* start *

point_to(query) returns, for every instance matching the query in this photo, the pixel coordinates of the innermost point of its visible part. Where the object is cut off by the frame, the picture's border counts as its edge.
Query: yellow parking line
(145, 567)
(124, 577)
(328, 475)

* end *

**WHAT THE TASK REQUIRES**
Identify each line of the items above that contains the string "innermost", and copy those lines in full. Matching is case-sensitive.

**COMPLETE RESPONSE**
point_to(query) returns, for every instance matching the query in this photo, the pixel coordinates of the innermost point of its visible part. Where the object is cut off by the frame, the picture's border counts as its edge.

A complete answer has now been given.